» **AIM OF THE TASK**: Copy the data exactly.
=== Begin Enclosure ===
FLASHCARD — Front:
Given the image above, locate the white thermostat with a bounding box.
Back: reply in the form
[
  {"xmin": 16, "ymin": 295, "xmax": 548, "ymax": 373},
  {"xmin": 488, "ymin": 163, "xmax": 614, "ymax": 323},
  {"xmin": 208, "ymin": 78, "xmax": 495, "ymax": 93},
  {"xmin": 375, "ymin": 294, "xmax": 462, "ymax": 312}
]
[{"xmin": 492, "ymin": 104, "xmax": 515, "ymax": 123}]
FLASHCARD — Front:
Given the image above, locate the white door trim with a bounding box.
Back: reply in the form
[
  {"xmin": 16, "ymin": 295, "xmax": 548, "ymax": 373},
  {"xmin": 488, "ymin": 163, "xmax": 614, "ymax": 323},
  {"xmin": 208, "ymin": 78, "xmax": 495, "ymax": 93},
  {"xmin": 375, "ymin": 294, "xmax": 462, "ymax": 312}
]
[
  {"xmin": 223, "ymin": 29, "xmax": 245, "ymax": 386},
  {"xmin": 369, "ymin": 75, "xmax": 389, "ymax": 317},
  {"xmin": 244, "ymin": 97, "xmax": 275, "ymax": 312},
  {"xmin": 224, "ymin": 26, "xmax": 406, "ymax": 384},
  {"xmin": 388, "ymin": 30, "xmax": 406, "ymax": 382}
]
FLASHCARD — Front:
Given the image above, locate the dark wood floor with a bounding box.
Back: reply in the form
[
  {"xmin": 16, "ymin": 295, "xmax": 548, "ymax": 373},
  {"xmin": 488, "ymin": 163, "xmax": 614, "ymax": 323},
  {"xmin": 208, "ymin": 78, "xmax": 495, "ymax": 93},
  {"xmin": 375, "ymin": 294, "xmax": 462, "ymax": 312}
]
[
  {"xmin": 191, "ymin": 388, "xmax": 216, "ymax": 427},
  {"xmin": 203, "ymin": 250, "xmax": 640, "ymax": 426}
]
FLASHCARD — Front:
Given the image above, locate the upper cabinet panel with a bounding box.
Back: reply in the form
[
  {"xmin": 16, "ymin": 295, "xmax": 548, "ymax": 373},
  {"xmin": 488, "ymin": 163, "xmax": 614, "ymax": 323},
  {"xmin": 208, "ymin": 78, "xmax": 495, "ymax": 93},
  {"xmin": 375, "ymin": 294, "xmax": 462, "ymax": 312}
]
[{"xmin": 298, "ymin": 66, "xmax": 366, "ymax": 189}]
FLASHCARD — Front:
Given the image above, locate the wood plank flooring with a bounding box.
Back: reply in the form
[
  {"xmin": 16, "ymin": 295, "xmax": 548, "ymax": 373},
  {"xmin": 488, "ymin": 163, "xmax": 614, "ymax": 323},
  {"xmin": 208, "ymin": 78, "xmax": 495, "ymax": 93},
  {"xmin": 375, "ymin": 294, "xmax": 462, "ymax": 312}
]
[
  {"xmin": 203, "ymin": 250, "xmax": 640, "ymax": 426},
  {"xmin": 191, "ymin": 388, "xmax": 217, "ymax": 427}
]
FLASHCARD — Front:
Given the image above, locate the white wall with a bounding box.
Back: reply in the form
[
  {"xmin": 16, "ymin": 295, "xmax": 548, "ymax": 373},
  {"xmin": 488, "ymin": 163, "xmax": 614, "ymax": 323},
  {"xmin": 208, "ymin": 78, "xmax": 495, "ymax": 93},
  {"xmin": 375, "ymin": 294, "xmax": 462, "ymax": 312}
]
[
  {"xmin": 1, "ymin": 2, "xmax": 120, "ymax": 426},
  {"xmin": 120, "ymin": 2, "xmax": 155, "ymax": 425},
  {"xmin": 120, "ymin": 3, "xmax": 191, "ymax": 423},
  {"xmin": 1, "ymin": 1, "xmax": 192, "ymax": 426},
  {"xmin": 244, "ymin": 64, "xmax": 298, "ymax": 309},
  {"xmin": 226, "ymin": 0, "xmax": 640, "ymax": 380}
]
=== End Enclosure ===
» **PROBLEM SOLUTION**:
FLASHCARD — Front:
Given the image above, locate the white thermostat with a bounding box.
Back: reply in the form
[
  {"xmin": 16, "ymin": 295, "xmax": 548, "ymax": 373},
  {"xmin": 488, "ymin": 163, "xmax": 614, "ymax": 323},
  {"xmin": 208, "ymin": 78, "xmax": 495, "ymax": 93},
  {"xmin": 375, "ymin": 294, "xmax": 462, "ymax": 312}
]
[{"xmin": 492, "ymin": 104, "xmax": 515, "ymax": 123}]
FLASHCARD — Front:
Given the image above, locate the white door trim with a bounding box.
Back: reply in the form
[
  {"xmin": 16, "ymin": 295, "xmax": 548, "ymax": 373},
  {"xmin": 488, "ymin": 163, "xmax": 614, "ymax": 323},
  {"xmin": 208, "ymin": 78, "xmax": 495, "ymax": 93},
  {"xmin": 375, "ymin": 294, "xmax": 462, "ymax": 312}
]
[
  {"xmin": 223, "ymin": 29, "xmax": 245, "ymax": 386},
  {"xmin": 369, "ymin": 75, "xmax": 389, "ymax": 317},
  {"xmin": 244, "ymin": 97, "xmax": 275, "ymax": 312},
  {"xmin": 224, "ymin": 26, "xmax": 406, "ymax": 384},
  {"xmin": 388, "ymin": 30, "xmax": 406, "ymax": 382}
]
FLASHCARD — Front:
Given the image above, locate the dark wood floor with a bounding box.
Back: reply in the form
[
  {"xmin": 16, "ymin": 295, "xmax": 548, "ymax": 373},
  {"xmin": 488, "ymin": 163, "xmax": 614, "ymax": 323},
  {"xmin": 208, "ymin": 78, "xmax": 495, "ymax": 93},
  {"xmin": 375, "ymin": 294, "xmax": 462, "ymax": 312}
]
[
  {"xmin": 191, "ymin": 388, "xmax": 216, "ymax": 427},
  {"xmin": 203, "ymin": 250, "xmax": 640, "ymax": 426}
]
FLASHCARD — Front:
Given the image above, locate the upper cabinet panel with a bounding box.
Back: reply in the form
[
  {"xmin": 16, "ymin": 295, "xmax": 548, "ymax": 373},
  {"xmin": 488, "ymin": 163, "xmax": 614, "ymax": 323},
  {"xmin": 208, "ymin": 78, "xmax": 495, "ymax": 93},
  {"xmin": 375, "ymin": 294, "xmax": 462, "ymax": 312}
]
[{"xmin": 298, "ymin": 66, "xmax": 366, "ymax": 189}]
FLASHCARD — Front:
Given the image above, locate the wood plank flooring with a bounding box.
Back: reply in the form
[
  {"xmin": 16, "ymin": 295, "xmax": 548, "ymax": 373},
  {"xmin": 488, "ymin": 163, "xmax": 614, "ymax": 323},
  {"xmin": 208, "ymin": 78, "xmax": 495, "ymax": 93},
  {"xmin": 375, "ymin": 294, "xmax": 462, "ymax": 312}
]
[
  {"xmin": 203, "ymin": 250, "xmax": 640, "ymax": 426},
  {"xmin": 191, "ymin": 388, "xmax": 217, "ymax": 427}
]
FLASHCARD — Front:
Given the image above, locate the white wall with a bounding box.
Back: reply in the form
[
  {"xmin": 16, "ymin": 295, "xmax": 548, "ymax": 373},
  {"xmin": 488, "ymin": 163, "xmax": 614, "ymax": 323},
  {"xmin": 208, "ymin": 78, "xmax": 495, "ymax": 93},
  {"xmin": 375, "ymin": 294, "xmax": 462, "ymax": 312}
]
[
  {"xmin": 1, "ymin": 2, "xmax": 120, "ymax": 426},
  {"xmin": 120, "ymin": 2, "xmax": 155, "ymax": 425},
  {"xmin": 120, "ymin": 3, "xmax": 191, "ymax": 423},
  {"xmin": 1, "ymin": 1, "xmax": 192, "ymax": 426},
  {"xmin": 244, "ymin": 64, "xmax": 298, "ymax": 309},
  {"xmin": 226, "ymin": 0, "xmax": 640, "ymax": 380}
]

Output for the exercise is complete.